* **ページ抜粋**
3節の「打ち砕かれた心」は罪がもたらす悲しみ、苦しみに傷ついて破断された心という意味です。神から離れて、結果、災いと不運を味わい、立ち上がれないほどまで傷ついている私たちの心と思いを回復されます。罪に沈み、神との交わりを失い、霊的にさ迷うものとなった私たちを贖い出す方です。この神を知れば知るほど、そして、この神を礼拝し、賛美していることをしっかり弁えるのであれば、きっと私たちの心は喜びに満たされるでしょう。

 

【被造物を維持する神】

また、神は被造物を維持する神です。4-6節では、星と貧しい人が出てきますが、神の被造物を代表するものとして描かれます。

星は、満天の星、その数を私たちは数え上げることができません。神はその数を知り、それだけではなく、名前を与える。これは神が世界の隅々まで知り、統治していることを意味します。神の支配下にないものは一切存在しません。神はすべてを治め、調和させられます。

(検出データセットからの抜粋)
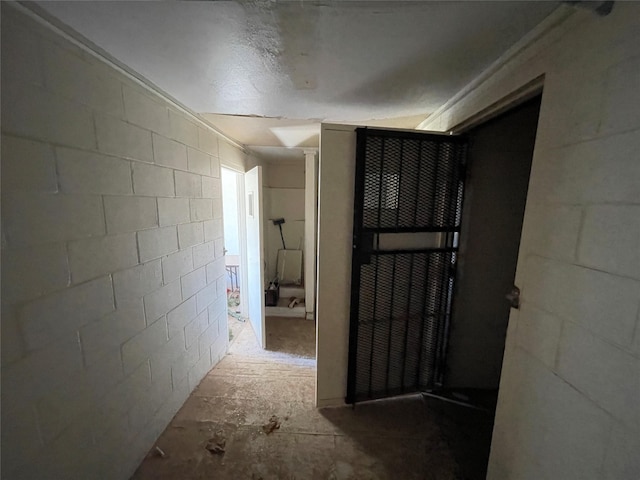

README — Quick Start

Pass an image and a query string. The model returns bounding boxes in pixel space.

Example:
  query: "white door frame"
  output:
[220,165,249,317]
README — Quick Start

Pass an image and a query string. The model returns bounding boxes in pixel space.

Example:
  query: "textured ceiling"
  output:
[39,0,558,129]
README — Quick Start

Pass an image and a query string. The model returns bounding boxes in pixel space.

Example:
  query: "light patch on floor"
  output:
[133,317,470,480]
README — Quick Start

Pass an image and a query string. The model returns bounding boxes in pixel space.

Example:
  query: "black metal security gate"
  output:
[346,128,467,403]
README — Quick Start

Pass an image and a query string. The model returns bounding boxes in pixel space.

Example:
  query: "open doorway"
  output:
[220,167,248,342]
[338,92,541,478]
[428,95,541,479]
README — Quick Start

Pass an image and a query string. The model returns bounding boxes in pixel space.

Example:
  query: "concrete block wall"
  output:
[1,2,238,479]
[423,2,640,480]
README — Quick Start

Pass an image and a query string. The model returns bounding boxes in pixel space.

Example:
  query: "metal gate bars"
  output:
[346,128,467,403]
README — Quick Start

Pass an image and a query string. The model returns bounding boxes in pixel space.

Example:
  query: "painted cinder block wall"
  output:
[423,2,640,480]
[1,2,244,479]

* **目標**
**1.** ページ抜粋のうち、「また、神は被造物を維持する神」から「てを治め、調和させられます。」までを、末尾の語句も含めて一字一句違えずに書き写してください。
**2.** ページ抜粋によると、4-6節で神の被造物を代表するものとして描かれているのは何ですか。

* **解答**
**1.**
また、神は被造物を維持する神です。4-6節では、星と貧しい人が出てきますが、神の被造物を代表するものとして描かれます。

星は、満天の星、その数を私たちは数え上げることができません。神はその数を知り、それだけではなく、名前を与える。これは神が世界の隅々まで知り、統治していることを意味します。神の支配下にないものは一切存在しません。神はすべてを治め、調和させられます。

**2.** 星と貧しい人です。